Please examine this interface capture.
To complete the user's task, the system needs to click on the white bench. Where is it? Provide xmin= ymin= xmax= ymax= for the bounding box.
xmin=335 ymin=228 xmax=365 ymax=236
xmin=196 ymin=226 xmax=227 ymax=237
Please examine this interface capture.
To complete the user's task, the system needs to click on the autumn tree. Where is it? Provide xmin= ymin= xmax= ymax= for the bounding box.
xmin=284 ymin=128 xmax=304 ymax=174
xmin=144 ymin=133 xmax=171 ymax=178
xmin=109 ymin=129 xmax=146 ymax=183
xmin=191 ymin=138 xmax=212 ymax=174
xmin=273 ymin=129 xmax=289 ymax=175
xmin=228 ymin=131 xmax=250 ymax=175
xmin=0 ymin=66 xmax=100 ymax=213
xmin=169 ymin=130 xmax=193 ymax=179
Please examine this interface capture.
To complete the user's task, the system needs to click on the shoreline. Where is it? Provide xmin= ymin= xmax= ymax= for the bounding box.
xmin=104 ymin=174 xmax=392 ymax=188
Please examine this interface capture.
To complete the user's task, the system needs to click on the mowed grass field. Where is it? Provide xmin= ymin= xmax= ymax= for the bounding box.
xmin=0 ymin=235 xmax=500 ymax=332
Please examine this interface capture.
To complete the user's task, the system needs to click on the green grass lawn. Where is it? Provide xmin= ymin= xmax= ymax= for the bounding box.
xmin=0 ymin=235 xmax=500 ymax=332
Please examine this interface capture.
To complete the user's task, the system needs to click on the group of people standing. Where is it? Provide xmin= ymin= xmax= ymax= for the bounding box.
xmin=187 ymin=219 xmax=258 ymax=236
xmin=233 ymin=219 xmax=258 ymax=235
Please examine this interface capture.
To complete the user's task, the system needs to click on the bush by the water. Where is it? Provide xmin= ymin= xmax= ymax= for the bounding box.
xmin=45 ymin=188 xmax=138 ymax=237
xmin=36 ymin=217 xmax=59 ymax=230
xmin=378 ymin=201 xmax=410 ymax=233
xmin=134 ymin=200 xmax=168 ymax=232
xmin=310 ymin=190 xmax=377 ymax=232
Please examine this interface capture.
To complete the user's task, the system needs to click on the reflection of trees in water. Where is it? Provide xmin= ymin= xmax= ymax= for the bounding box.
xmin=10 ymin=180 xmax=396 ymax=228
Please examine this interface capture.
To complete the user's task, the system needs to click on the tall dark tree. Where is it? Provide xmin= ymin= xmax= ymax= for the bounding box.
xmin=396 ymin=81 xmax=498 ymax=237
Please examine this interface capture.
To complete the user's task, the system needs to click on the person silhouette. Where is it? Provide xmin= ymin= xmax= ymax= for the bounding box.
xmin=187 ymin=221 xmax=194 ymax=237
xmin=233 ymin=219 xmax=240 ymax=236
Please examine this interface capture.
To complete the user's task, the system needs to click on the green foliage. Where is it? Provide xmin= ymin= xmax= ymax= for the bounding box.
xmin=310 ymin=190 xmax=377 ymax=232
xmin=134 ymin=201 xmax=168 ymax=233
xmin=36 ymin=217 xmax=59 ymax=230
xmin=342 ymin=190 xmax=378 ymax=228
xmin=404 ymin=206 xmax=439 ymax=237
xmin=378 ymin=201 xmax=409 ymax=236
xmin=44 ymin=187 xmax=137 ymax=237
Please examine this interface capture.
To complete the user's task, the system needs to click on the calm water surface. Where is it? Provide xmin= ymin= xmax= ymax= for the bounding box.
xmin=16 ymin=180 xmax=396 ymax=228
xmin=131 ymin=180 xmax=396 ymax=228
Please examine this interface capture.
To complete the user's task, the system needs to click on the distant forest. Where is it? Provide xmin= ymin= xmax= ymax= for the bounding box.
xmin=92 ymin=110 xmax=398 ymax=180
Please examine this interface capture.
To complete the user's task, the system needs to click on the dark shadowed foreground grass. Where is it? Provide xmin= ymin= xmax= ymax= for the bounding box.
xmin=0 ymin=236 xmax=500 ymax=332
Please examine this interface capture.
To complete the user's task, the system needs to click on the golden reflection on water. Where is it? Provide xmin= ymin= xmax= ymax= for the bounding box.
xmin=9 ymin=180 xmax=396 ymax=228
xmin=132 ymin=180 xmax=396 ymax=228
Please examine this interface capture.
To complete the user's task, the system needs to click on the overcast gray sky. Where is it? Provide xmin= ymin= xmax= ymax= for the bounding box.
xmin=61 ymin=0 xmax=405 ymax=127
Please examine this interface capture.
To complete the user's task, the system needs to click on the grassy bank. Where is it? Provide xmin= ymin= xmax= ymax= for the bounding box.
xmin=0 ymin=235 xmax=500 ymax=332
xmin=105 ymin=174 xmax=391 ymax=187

--------

Problem details -> Locate each line in the entries above that contains the word "reflection", and copy those lines.

Response ->
To complete the user's task, the system needs to click on the reflection of trees in water. Where is it? Provide xmin= ymin= xmax= ymax= for the bounding box.
To complete the user's task, the system needs to click on the golden reflection on water. Where is it? Provide xmin= ymin= xmax= ymax= for the bounding box.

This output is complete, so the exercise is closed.